Please repeat the data in full, character for character.
▬▬▬▬▬▬
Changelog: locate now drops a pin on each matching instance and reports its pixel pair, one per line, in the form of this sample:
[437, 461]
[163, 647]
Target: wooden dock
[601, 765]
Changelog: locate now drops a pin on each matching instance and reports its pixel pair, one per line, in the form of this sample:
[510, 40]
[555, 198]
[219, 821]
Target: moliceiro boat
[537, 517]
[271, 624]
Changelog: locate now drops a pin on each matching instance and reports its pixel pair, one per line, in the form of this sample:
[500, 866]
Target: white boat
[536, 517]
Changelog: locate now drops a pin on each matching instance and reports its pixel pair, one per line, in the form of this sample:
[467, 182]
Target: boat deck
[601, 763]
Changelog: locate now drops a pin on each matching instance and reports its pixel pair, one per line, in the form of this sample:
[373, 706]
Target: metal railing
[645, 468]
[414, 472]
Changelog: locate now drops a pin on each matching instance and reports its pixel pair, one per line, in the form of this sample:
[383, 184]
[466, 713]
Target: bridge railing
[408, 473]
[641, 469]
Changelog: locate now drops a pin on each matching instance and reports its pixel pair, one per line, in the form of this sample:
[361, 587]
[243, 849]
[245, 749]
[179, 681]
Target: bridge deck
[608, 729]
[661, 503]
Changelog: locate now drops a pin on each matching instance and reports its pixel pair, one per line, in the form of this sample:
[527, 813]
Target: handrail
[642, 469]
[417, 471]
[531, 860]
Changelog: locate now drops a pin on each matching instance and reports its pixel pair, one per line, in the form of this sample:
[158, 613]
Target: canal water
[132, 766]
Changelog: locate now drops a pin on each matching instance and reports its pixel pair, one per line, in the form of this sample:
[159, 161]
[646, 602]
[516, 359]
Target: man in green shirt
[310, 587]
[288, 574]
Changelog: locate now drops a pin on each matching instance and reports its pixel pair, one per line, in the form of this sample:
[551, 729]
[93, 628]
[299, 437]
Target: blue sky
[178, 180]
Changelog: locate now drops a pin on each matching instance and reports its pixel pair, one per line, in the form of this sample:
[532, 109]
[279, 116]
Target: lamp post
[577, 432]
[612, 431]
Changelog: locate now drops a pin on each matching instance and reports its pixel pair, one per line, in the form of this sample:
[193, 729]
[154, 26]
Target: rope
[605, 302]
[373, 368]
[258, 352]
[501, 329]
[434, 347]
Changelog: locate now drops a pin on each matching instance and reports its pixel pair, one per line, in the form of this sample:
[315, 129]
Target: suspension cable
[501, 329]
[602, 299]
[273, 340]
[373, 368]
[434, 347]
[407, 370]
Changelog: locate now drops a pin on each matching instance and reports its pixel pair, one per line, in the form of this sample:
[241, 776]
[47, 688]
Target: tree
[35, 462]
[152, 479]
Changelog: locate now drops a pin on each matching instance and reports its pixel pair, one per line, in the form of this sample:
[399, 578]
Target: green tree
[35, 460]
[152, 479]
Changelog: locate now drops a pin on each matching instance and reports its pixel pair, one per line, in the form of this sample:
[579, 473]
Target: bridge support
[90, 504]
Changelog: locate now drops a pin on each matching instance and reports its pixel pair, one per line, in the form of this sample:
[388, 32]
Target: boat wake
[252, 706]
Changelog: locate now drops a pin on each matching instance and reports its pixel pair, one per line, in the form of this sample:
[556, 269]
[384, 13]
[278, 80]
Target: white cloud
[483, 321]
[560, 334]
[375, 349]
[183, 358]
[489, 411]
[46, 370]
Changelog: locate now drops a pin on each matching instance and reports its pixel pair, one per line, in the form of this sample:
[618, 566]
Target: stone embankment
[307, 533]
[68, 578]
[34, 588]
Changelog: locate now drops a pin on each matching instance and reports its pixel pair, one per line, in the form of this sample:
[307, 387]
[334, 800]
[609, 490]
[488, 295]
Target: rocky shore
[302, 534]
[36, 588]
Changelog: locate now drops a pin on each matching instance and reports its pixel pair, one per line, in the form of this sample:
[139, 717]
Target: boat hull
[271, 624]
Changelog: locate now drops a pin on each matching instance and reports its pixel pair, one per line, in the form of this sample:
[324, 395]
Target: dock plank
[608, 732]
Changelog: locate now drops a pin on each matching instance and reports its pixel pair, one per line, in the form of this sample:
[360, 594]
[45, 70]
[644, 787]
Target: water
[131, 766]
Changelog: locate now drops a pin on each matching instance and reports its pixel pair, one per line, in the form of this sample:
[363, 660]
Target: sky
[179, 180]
▬▬▬▬▬▬
● **ANSWER**
Changelog: locate now drops a pin on each matching instance and reports its pixel pair, one per line, in the form of this sample:
[437, 461]
[163, 647]
Target: wooden dock
[601, 765]
Changelog: locate now drops a pin on each matching instance and reports its pixel pair, one per line, in the form of this sample:
[510, 40]
[555, 198]
[219, 821]
Target: moliceiro boat
[537, 517]
[271, 624]
Changelog: locate now drops a pin on each matching instance and reports its pixel pair, one per line, in the form of this sample:
[500, 866]
Target: white boat
[536, 517]
Changelog: locate now drops a pin on each matching instance and reports its pixel pair, one per line, in the form of this sample:
[467, 182]
Target: boat deck
[601, 763]
Changelog: locate now drops a pin on each matching instance and reports its pixel pair, one per line, in the form of this sample:
[373, 706]
Target: metal railing
[645, 468]
[414, 472]
Changelog: locate now drops a pin on each matching instance and reports its pixel pair, one per line, in the form of this sample:
[383, 184]
[466, 713]
Target: bridge railing
[408, 473]
[641, 469]
Changelog: locate now drops a pin on each matching instance and reports its pixel pair, one per line, in the form of this sample:
[361, 587]
[243, 849]
[245, 749]
[179, 681]
Target: bridge deck
[608, 729]
[661, 503]
Changelog: locate now drops a pin on each matching instance and reports its pixel pair, one per line, in the form of this sample:
[527, 813]
Target: handrail
[642, 469]
[417, 471]
[531, 860]
Changelog: locate now drops a pin on each matching instance and reports its pixel pair, one per line, in the form of this sample:
[158, 613]
Target: canal water
[132, 766]
Changelog: locate now drops a pin on each matching instance and reports its pixel pair, one per line, in the form of this sample:
[159, 161]
[646, 602]
[516, 359]
Target: man in green shirt
[310, 587]
[288, 574]
Changelog: locate now drops a pin on each matching instance and reports its pixel pair, one per line, in the form of this sample:
[551, 729]
[93, 628]
[299, 437]
Target: blue sky
[178, 180]
Changelog: locate now drops a pin on each matching instance and reports its pixel pair, one per line, in the form of this sample:
[532, 109]
[279, 116]
Target: lamp post
[577, 432]
[612, 431]
Changelog: locate now drops a pin on each matching instance and reports its pixel pair, one per line, in the form of this sample:
[193, 729]
[154, 26]
Target: rope
[605, 302]
[373, 368]
[258, 352]
[501, 329]
[434, 347]
Changelog: locate now drops a pin on each matching instance and reports its pixel pair, one per line, in the form of this sample:
[315, 129]
Target: suspension cable
[501, 329]
[602, 299]
[273, 340]
[373, 368]
[434, 347]
[407, 370]
Changelog: locate now drops a pin on each matching instance and reports its pixel pair, one per line, in the form of this sample:
[241, 776]
[47, 688]
Target: tree
[35, 462]
[152, 479]
Changelog: locate now drops a pin on each matching instance and reports its pixel pair, one per line, in the form of this sample:
[399, 578]
Target: green tree
[35, 460]
[152, 479]
Changelog: locate now drops a pin on each matching instance and reports its pixel pair, one per line, in the form of this sample:
[579, 473]
Target: bridge support
[90, 504]
Changelog: locate now drops a pin on each matching instance and reports its pixel pair, one per line, in the form of this sample:
[388, 32]
Target: boat wake
[252, 706]
Changelog: locate now drops a pin on each matching instance and reports its pixel pair, one per line, in the form of this sample:
[556, 269]
[384, 13]
[278, 80]
Target: white cloud
[483, 321]
[560, 334]
[375, 349]
[183, 358]
[489, 411]
[46, 370]
Changelog: locate now drops a pin on each matching instance and reports its pixel pair, one per line, in the form of this sample:
[618, 566]
Target: stone embankment
[307, 533]
[68, 578]
[34, 588]
Changelog: locate now drops a pin on each matching instance and reports its pixel pair, one per line, in the form of this sample:
[307, 387]
[334, 800]
[609, 490]
[488, 295]
Target: rocky shore
[302, 534]
[36, 588]
Changelog: locate now drops a pin on each matching instance and reports its pixel pair, one per line, in the form of this sample:
[139, 717]
Target: boat hull
[271, 624]
Changelog: locate now drops a pin on each matching instance and reports its pixel pair, one per line, in the form of this sample:
[324, 395]
Target: dock plank
[608, 732]
Changelog: locate now drops a pin on each matching instance and reports its pixel pair, one per line, in the form of this sample:
[360, 594]
[45, 70]
[644, 787]
Target: water
[131, 766]
Changelog: locate now drops a pin on each matching instance and reports its pixel pair, one per line, in the form of this sample:
[363, 660]
Target: sky
[179, 180]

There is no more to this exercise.